• _Exercise_: Return the entries below verbatim. Pictures stay out.
>>>>>
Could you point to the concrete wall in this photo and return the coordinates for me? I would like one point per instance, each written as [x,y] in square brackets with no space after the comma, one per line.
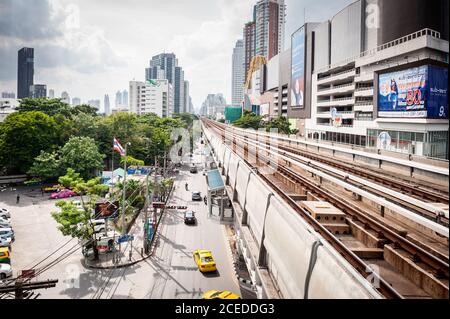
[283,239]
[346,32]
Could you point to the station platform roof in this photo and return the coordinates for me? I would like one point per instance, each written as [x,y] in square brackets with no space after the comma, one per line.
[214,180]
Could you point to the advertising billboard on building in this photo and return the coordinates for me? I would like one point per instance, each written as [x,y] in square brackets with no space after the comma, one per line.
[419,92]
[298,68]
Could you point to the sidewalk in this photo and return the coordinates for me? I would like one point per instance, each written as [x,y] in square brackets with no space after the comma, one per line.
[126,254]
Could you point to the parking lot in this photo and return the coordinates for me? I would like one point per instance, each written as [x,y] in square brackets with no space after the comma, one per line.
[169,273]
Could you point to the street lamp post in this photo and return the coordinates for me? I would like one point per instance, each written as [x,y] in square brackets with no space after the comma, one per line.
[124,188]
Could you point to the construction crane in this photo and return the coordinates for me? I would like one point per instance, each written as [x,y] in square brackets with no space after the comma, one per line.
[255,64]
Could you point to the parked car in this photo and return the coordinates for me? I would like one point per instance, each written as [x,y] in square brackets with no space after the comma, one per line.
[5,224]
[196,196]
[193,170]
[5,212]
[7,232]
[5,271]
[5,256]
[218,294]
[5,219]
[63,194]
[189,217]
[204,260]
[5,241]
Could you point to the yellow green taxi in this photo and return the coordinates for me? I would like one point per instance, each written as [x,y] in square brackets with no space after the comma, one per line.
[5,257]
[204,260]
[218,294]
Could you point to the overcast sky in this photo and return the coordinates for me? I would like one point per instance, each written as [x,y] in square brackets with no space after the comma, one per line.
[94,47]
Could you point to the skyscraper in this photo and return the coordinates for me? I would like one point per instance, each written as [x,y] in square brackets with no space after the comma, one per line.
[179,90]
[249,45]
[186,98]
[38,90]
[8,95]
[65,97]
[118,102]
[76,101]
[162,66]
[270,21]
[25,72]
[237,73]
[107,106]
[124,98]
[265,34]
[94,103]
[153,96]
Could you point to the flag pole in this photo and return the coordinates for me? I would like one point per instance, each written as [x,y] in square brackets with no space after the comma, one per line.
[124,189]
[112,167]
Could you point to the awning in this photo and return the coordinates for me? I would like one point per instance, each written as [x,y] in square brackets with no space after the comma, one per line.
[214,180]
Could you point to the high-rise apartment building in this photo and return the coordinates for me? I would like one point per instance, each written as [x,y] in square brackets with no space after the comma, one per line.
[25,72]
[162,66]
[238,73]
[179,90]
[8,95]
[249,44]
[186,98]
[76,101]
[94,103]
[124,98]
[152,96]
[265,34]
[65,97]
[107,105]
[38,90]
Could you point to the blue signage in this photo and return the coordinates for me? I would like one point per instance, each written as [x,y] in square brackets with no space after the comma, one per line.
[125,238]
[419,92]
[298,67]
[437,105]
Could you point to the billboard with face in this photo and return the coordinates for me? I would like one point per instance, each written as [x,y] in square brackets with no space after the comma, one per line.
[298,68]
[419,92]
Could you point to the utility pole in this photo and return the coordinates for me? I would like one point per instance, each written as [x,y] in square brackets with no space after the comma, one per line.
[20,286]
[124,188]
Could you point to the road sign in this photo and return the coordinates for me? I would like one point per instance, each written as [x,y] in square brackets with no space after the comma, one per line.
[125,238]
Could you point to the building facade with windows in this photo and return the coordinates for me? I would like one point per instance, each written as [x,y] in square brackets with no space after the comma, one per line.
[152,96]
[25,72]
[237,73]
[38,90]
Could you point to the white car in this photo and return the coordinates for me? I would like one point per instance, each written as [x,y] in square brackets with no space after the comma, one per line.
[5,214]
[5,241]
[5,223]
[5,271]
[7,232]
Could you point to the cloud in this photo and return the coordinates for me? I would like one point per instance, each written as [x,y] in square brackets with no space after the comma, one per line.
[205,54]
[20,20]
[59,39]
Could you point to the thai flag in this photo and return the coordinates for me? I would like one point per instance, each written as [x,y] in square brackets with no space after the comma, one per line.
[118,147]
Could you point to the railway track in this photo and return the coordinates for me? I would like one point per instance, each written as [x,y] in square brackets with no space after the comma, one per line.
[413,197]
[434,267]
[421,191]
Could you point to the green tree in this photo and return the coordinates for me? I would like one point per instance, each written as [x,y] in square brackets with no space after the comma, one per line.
<<<<<
• _Output of the task_:
Could you point to the concrete wall in this photo and return the coordinates for me? I would like one point per instance, each written as [x,y] in square brackets with no space after the comma, one per line.
[283,239]
[346,32]
Could you point to the station platform roof in this photo and return the coordinates for me? I would like one point per instance, each written as [x,y] in square brackets with no space after the comma, one per line.
[214,180]
Could you point to the advertising billboard on building in this photo and return the coordinates for me? I would like one point per instance, each written as [x,y] in square brackets with no space after the comma, one per line.
[419,92]
[298,68]
Could you point to the sidewalk in this photo and return the coordinates for me? I would like one point per instance, each written as [x,y] in square brackets with no space after the comma, one per line.
[126,254]
Could you point to the parking lot in this photo and return the coordinates for me? I would like one point per instance, each written as [x,y] in square brackets with no space after the comma, one per line.
[169,273]
Could you point to the street lamp post in this photo and return the coordinates for me? I would like one point per instance, each written as [x,y] in square brackets with no space after the comma, one per line.
[124,188]
Could you point to the construction crane in this photo and return the coordinates for me? I would like one point per instance, each written as [x,y] in square brackets with no space after the comma, one per line.
[255,64]
Could you point to the parked car in this photo and return the coordinates for me? I would like one point per instance, each written as [x,y] in square brackets with no space after the comma, one per line.
[5,224]
[196,196]
[193,170]
[5,212]
[7,232]
[5,271]
[5,256]
[218,294]
[5,219]
[63,194]
[189,217]
[204,260]
[5,241]
Could you point to the yellow green taxi in this photo and return the coordinates for me? I would like one point per instance, each written as [x,y] in square brackets with no space after the comma, one per line.
[5,257]
[204,260]
[218,294]
Could you point to the overcast sky in this photo and return the coordinates for me? I would like one point per instance, each written as [x,y] in square brackets with no space after the comma, one per line.
[94,47]
Could you point to the skyscraper in this photo and return the coordinates for me? I would like one point per instance, each written as [x,y] in square brackets with no space after the comma, one per line.
[179,90]
[249,45]
[186,98]
[38,90]
[8,95]
[65,97]
[118,102]
[76,101]
[162,66]
[270,21]
[25,72]
[237,73]
[107,106]
[124,98]
[265,34]
[94,103]
[153,96]
Could you point to the flag pole in this photo and return the coordinates for me? I would like one point per instance, each written as [x,y] in square brackets with no space after the comma, one per line.
[124,189]
[112,167]
Could you point to the awning in this photo and return the coordinates for me? I would like one point per instance, each written as [x,y] in square brackets with no space after the comma, one per line.
[214,180]
Could you point to the high-rise apartment building in this photo and return the coordinates for me? I would like one point per instance, each written as [x,y] in square brackets with no space after the comma, one per line.
[25,72]
[162,66]
[238,73]
[179,90]
[8,95]
[249,44]
[186,98]
[76,101]
[94,103]
[124,98]
[152,96]
[265,34]
[65,97]
[107,105]
[38,90]
Could you point to the blue signage in this photo and return the coordinates for me? I would like one point per instance, each written as [x,y] in square brackets with no space after the comma, one per line.
[125,238]
[419,92]
[298,67]
[437,105]
Could you point to the billboard with face in this photo and return the coordinates for me? I would like one point per instance, each written as [x,y] in square brackets with no space after the comma, one per line.
[298,68]
[419,92]
Could you point to the utility pole in this photo and return the coordinates for me? I would like one point per instance, each written as [x,y] in square brackets with no space after the comma, one per line.
[20,286]
[124,188]
Could you point to the road sign in this photo and return the coordinates for me? I would like one point per instance, each written as [x,y] in square brackets with no space after the comma, one per line.
[125,238]
Could you point to the building facade with windows in this photo and return the coordinates for me? I would like one point per instance, each written as [x,y] in square brackets with no space after the comma, one per line.
[152,96]
[25,72]
[237,73]
[38,90]
Could you point to the white car in this photo and return the coordinates for me? I would like one point per instance, each written as [x,y] in square brackets with no space after the comma, one per line.
[5,214]
[5,241]
[5,223]
[5,271]
[7,232]
Could you point to the cloud in this photo and return the coordinates for me? I would like one point per instance, each written as [x,y] in square brackets with no space after the comma, one per line.
[205,54]
[20,20]
[59,39]
Could you point to the thai flag in this photo and return the coordinates for me? I would like one point per instance, each written as [x,y] in square brackets with no space after the comma, one per line.
[118,147]
Could you point to the railway track in this photo and return the coordinates for me? I would like one point per instance, each written as [x,y] in square brackets with no space after the comma, one per line.
[413,197]
[434,267]
[421,191]
Could you point to the green tree in this photo and return the coordinates for me? I would like one point per instance, each written as [x,y] in square brackets with no space after the comma, one per line.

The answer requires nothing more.